## ZADANIA DO WYKONANIA
#1 Którego dnia mają zostać wdrożone reklamy w darmowym planie według artykułu o GeForce Now?
#2 Wymień wszystkie plany GeForce Now, o których mowa w artykule o GeForce Now.
#3 Przepisz bez zmian fragment artykułu o GeForce Now od słów "Już na samym" aż do słów "dołączenie do zabawy." włącznie.

Korzystacie z darmowego planu GeForce Now? Nastawcie się na oglądanie reklam

Już na samym początku warto podkreślić, że z reklamami w GeForce Now nie będą mieli przyjemności zapoznać się posiadacze płatnych planów Priority lub Ultimate. Z kolei osoby wzbraniające się przed przekazaniem swoich pieniędzy amerykańskiej korporacji muszą przygotować się na to, że przyjdzie im oglądać nawet do dwóch minut reklam w trakcie oczekiwania na wolne miejsce do gry.
Reklamy Now
Oznacza to, że sama rozgrywka ma nie być przerywana przez natrętne materiały promocyjne – a przynajmniej tak wynika z komunikatu wystosowanego przez Nvidię. Firma zaznaczyła przy tym, że zdecydowała się na to posunięcie celem zrekompensowania kosztów ponoszonych z tytułu bezpłatnego planu GeForce Now i jednocześnie liczy na to, że w nadchodzących miesiącach skróceniu ulegnie czas oczekiwania na dołączenie do zabawy.
Od dziś osoby korzystające z darmowego planu GeForce Now powinny otrzymać stosowną wiadomość email informującą ich o nadchodzących zmian uwzględniających wyświetlanie reklam. A te zostaną wdrożone w życie lada moment, bo już 28 lutego 2024 roku, czyli jutro.
Jeśli interesuje was GeForce Now, aczkolwiek nie chcecie ani czekać na dołączenie do gry, ani nie macie w zwyczaju oglądać reklam w hurtowych ilościach, rozwiązaniem pozostaje wybór jednego z płatnych planów. Ceny usługi zostały podniesione w październiku ubiegłego roku i obecnie za subskrypcję Priority przyjdzie nam zapłacić 54 zł miesięcznie, zaś za oferujące najwyższą wydajność Ultimate – 109 zł miesięcznie. Warto przy tym zauważyć, że w Warszawie uruchomiony zostanie serwer rzeczonej usługi Nvidii, co znacznie podniesie komfort zabawy za jej pośrednictwem w naszym kraju.
Czytaj dalej
-
To może być koniec FBC: Firebreak. Po premierze dużej aktualizacji strzelanka...
-
Kolejny Indiana Jones już powstaje? MachineGames przyznaje, że pracuje nad nową...

(Zapisane rekordy)
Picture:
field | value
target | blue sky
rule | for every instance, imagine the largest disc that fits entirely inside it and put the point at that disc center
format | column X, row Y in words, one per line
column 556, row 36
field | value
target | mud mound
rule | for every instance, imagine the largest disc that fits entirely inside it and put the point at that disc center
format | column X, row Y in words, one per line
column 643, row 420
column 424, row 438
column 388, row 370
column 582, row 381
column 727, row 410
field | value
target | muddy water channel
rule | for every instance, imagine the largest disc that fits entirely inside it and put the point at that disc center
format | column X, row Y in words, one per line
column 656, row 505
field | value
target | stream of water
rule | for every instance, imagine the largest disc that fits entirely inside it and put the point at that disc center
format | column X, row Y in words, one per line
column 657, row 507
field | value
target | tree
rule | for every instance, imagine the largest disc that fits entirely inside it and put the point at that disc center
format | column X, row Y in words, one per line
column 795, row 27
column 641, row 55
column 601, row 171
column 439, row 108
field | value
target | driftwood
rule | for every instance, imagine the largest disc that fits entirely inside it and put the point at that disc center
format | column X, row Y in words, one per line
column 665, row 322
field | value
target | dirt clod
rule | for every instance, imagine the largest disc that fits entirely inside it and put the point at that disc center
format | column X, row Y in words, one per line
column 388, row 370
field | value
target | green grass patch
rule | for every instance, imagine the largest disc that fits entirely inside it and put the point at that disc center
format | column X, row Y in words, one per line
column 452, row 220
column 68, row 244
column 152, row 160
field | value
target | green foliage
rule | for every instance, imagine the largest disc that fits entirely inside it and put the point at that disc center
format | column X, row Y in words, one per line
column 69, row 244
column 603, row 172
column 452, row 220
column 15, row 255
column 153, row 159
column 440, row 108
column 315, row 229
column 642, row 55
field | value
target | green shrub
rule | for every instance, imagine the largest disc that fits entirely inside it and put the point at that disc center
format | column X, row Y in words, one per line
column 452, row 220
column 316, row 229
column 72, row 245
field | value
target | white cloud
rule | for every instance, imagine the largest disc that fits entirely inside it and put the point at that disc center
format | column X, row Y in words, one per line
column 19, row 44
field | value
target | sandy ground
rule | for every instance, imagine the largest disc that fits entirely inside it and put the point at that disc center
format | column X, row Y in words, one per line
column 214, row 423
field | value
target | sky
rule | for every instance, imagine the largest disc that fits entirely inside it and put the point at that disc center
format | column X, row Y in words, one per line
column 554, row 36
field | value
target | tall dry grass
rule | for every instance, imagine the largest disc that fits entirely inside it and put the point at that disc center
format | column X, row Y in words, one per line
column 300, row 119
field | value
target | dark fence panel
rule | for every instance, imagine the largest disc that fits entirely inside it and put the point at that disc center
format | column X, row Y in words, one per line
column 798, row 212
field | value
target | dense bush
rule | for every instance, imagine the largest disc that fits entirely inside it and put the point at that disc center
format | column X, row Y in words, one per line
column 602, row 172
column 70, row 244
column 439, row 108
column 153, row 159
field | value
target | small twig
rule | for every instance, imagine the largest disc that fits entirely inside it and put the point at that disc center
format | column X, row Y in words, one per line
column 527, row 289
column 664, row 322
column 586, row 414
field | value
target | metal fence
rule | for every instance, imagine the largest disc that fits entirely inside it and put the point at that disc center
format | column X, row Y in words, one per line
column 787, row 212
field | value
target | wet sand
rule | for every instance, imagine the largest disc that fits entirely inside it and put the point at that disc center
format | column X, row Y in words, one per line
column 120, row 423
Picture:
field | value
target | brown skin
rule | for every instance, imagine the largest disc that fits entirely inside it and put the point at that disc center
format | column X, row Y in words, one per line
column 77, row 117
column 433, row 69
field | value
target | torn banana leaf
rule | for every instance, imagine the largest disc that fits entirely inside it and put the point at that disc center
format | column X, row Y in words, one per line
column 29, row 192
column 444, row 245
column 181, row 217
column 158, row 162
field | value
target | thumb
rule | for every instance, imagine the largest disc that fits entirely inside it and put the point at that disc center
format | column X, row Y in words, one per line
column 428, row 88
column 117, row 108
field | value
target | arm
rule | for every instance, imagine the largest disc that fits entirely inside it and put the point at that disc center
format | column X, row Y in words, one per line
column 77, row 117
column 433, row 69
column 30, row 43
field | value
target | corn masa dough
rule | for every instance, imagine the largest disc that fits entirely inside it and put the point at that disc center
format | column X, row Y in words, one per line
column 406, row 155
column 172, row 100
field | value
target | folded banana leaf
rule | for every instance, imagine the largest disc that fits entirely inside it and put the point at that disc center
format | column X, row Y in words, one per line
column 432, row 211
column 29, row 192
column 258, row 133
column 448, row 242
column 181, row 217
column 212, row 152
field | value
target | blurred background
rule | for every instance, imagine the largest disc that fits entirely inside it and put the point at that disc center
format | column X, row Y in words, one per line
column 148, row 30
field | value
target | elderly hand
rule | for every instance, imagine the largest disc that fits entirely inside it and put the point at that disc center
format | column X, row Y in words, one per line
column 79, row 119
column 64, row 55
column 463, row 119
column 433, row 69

## OCZEKIWANE ODPOWIEDZI
#1 28 lutego 2024 roku.

#2 Darmowy (bezpłatny) plan, Priority, Ultimate

#3
Już na samym początku warto podkreślić, że z reklamami w GeForce Now nie będą mieli przyjemności zapoznać się posiadacze płatnych planów Priority lub Ultimate. Z kolei osoby wzbraniające się przed przekazaniem swoich pieniędzy amerykańskiej korporacji muszą przygotować się na to, że przyjdzie im oglądać nawet do dwóch minut reklam w trakcie oczekiwania na wolne miejsce do gry.
Reklamy Now
Oznacza to, że sama rozgrywka ma nie być przerywana przez natrętne materiały promocyjne – a przynajmniej tak wynika z komunikatu wystosowanego przez Nvidię. Firma zaznaczyła przy tym, że zdecydowała się na to posunięcie celem zrekompensowania kosztów ponoszonych z tytułu bezpłatnego planu GeForce Now i jednocześnie liczy na to, że w nadchodzących miesiącach skróceniu ulegnie czas oczekiwania na dołączenie do zabawy.